> [DIRECTIONS]:
Answer the following from the text below on English songs and EFL learner motivation in Japan.
(a) Which method of English instruction in Japanese junior high and senior high schools has been a matter of intense controversy?
(b) At what grade level has the Japanese government proposed innovation since 2020?
(c) How many empirical pieces of research have been related for discussion?

> [DOCUMENT TEXT]:
Applications of Motivation Theory Using English Songs into EFL Learners in Japan
A large number of researchers have tried to explore the efficacy of utilizing songs to enhance English as a foreign language (EFL) learners’ motivation (Millington, 2011; Limbong, 2012; Nipattamanon, 2018, Paquette & Rieg, 2008). In recent years, there has been a renewal of interest of the relationship between improving learners’ English lexical, grammatical and phonological abilities and implementation of English songs in the classroom (Chen & Chen, 2009). However, how the usage of songs on learning English affects to reinforce learners’ enthusiasm has not been investigated assiduously (Aguirre, Bustinza & Garvich, 2016). In Japan, the English instruction employing the grammar-translation method through the teacher-centred approach has been a matter of intense controversy in the six-year junior high and senior high school pedagogy (Molnar, 2019). Furthermore, with the Tokyo Olympics held in 2020 (though it got postponed because of unanticipated circumstances), the Japanese government has proposed innovation in third-grade elementary school since 2020 (Ismail, Koffi & Uchikawa, 2020). Now is the time to focus on diverse approaches to motivate Japanese learners aiming at desired English proficiency. For the purpose of this assignment, three empirical pieces of research implying English songs in the process have been related for discussion as they have applied for teaching.

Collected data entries
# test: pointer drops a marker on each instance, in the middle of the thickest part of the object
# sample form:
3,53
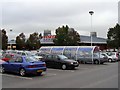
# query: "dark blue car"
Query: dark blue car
24,65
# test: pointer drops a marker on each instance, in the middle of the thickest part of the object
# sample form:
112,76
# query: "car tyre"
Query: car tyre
96,62
109,60
64,66
22,72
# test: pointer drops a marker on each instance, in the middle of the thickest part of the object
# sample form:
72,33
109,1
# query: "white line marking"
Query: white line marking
16,76
50,74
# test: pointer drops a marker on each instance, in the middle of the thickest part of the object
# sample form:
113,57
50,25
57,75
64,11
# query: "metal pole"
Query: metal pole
91,13
10,41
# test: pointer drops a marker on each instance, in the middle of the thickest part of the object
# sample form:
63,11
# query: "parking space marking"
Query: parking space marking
17,76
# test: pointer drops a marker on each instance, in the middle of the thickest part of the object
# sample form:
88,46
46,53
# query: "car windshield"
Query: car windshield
31,59
62,57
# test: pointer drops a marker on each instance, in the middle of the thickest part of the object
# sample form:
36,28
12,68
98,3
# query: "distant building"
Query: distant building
47,32
85,40
119,12
11,44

> [WRITTEN ANSWER]:
(a) The grammar-translation method, used through a teacher-centered approach.
(b) Third-grade elementary school.
(c) Three.